The problem |
Repeat word for word the stretch of records below that starts with the line containing "[locate] the blue" and ends with the line containing "[locate] the forest".

Input for this task |

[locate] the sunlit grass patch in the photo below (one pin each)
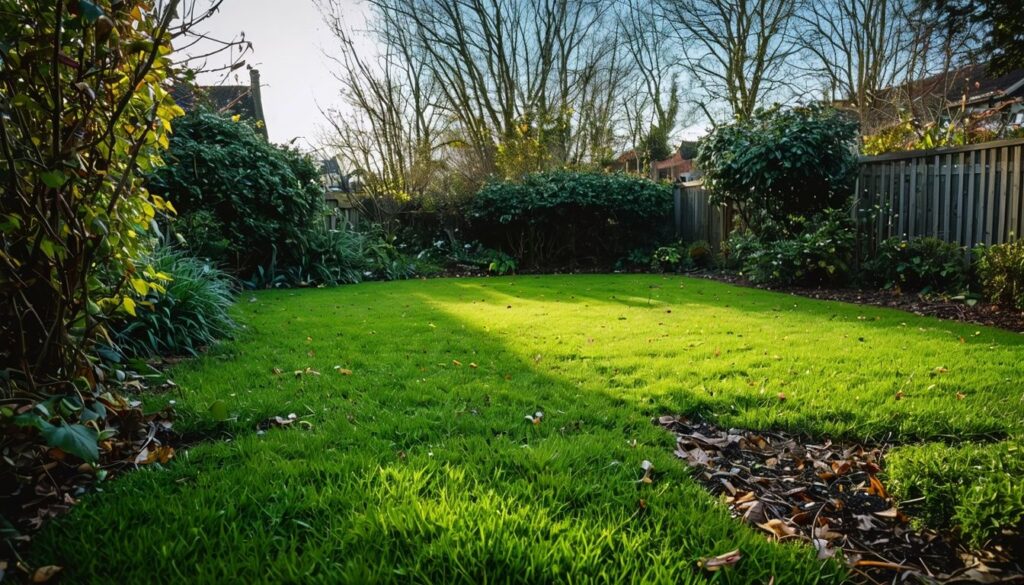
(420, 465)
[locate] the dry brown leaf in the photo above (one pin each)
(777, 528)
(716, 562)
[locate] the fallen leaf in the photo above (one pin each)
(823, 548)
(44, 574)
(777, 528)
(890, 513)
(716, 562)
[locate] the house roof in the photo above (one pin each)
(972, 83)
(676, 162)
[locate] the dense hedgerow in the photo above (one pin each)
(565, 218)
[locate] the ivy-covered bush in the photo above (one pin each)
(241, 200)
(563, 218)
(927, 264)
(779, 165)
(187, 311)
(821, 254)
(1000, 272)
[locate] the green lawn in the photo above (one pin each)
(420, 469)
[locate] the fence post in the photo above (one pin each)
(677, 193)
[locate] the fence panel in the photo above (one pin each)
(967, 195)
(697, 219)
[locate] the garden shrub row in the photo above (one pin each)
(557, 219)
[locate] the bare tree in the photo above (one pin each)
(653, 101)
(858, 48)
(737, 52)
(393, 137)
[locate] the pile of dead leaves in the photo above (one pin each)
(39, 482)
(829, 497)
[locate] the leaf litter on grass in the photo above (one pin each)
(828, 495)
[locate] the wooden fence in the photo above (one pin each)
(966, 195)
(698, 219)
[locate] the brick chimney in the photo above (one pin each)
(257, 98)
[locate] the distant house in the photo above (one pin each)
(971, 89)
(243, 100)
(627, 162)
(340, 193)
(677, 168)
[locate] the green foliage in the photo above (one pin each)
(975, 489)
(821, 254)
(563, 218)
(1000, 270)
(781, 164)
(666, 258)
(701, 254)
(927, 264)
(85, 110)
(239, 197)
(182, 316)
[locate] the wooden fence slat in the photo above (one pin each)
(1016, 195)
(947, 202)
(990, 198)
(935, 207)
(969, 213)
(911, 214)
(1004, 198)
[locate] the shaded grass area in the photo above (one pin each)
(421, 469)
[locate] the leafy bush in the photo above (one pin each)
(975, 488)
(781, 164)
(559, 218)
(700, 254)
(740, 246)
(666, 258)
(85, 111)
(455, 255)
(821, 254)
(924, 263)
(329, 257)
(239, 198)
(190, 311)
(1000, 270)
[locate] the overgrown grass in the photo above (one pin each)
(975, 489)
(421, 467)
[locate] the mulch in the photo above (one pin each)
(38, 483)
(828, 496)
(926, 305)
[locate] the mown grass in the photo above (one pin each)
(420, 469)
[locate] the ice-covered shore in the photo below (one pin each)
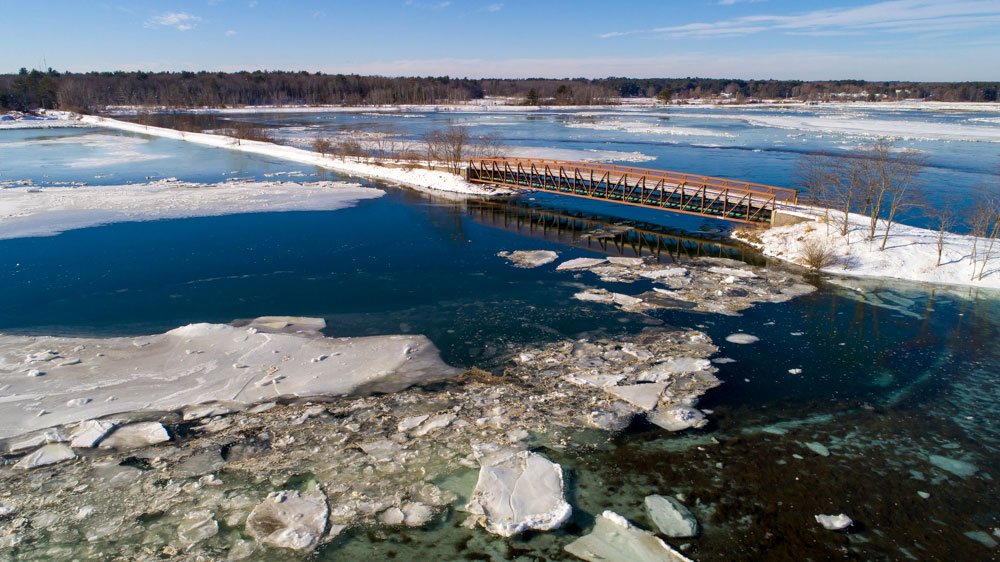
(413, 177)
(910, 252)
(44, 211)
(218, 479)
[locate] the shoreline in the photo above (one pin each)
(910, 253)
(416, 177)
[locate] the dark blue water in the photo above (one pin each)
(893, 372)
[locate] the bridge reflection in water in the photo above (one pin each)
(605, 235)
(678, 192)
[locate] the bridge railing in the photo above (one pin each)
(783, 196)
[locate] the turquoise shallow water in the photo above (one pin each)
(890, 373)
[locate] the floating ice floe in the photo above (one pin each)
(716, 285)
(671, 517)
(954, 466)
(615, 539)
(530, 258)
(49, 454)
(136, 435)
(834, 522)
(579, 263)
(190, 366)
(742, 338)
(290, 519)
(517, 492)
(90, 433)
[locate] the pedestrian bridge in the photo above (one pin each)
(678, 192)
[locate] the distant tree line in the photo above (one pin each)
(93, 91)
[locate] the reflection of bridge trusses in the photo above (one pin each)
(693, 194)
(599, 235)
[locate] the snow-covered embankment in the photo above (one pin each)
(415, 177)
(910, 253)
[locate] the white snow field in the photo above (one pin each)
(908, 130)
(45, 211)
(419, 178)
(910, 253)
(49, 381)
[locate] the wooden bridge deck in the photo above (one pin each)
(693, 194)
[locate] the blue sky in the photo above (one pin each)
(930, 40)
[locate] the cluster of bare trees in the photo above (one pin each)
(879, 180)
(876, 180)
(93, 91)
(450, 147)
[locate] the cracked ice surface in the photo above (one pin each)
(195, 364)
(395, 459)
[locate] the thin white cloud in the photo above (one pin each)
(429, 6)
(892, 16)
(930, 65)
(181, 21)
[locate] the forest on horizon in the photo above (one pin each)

--

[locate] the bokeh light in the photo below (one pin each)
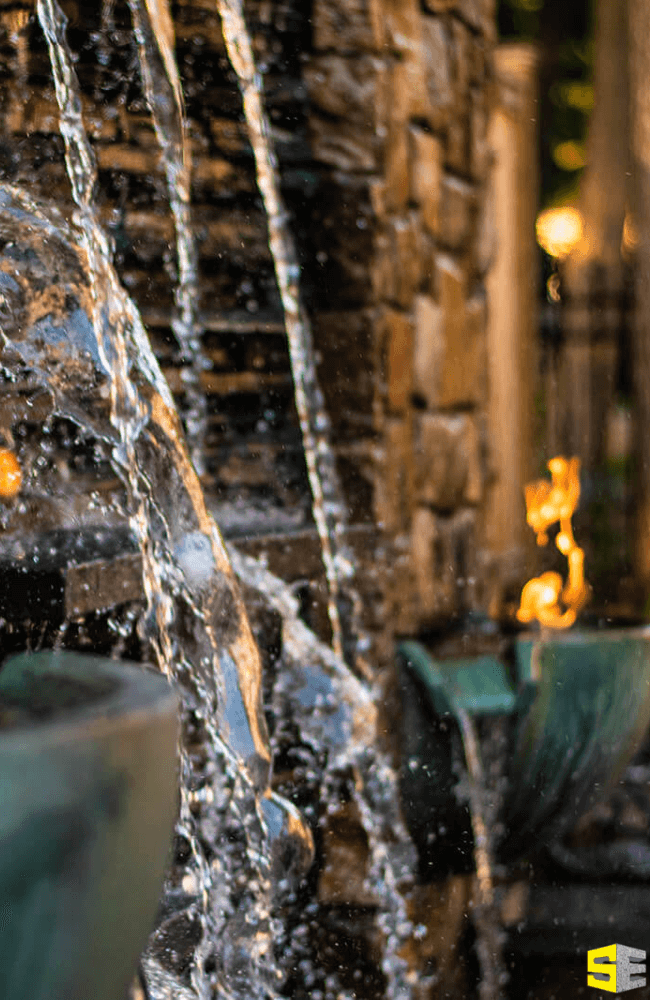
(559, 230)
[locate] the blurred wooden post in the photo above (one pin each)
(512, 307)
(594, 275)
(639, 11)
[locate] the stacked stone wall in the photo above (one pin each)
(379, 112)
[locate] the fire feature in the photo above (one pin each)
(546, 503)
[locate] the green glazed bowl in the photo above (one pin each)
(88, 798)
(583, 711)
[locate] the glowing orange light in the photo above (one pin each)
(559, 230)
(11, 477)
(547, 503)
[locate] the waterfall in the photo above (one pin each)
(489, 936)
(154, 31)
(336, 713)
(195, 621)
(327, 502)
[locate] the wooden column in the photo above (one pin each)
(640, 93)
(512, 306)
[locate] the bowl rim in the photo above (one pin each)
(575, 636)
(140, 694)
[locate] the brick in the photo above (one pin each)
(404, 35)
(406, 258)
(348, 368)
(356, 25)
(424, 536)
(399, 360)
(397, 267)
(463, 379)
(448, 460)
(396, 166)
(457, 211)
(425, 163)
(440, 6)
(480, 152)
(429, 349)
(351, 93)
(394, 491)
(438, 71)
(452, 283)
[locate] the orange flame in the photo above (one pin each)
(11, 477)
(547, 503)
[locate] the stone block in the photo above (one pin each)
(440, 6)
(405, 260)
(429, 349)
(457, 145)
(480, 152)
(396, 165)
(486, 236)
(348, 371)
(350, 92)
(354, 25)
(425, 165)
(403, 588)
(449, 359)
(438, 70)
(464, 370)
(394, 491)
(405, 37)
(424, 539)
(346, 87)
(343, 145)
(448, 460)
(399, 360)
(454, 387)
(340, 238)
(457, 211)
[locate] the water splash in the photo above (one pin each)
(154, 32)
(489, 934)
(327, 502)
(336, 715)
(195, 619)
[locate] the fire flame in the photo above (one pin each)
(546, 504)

Complete output |
[locate] the blue sky in the photo above (one pin each)
(930, 40)
[locate] the cluster of bare trees in the photo above (one pin each)
(879, 180)
(876, 180)
(93, 91)
(450, 147)
[locate] the cracked ice surface in the photo above (one pin each)
(195, 364)
(395, 459)
[locate] the thin white cloud in the photo above (one pin each)
(429, 6)
(892, 16)
(930, 65)
(181, 21)
[locate] the forest on horizon in the photo above (one pin each)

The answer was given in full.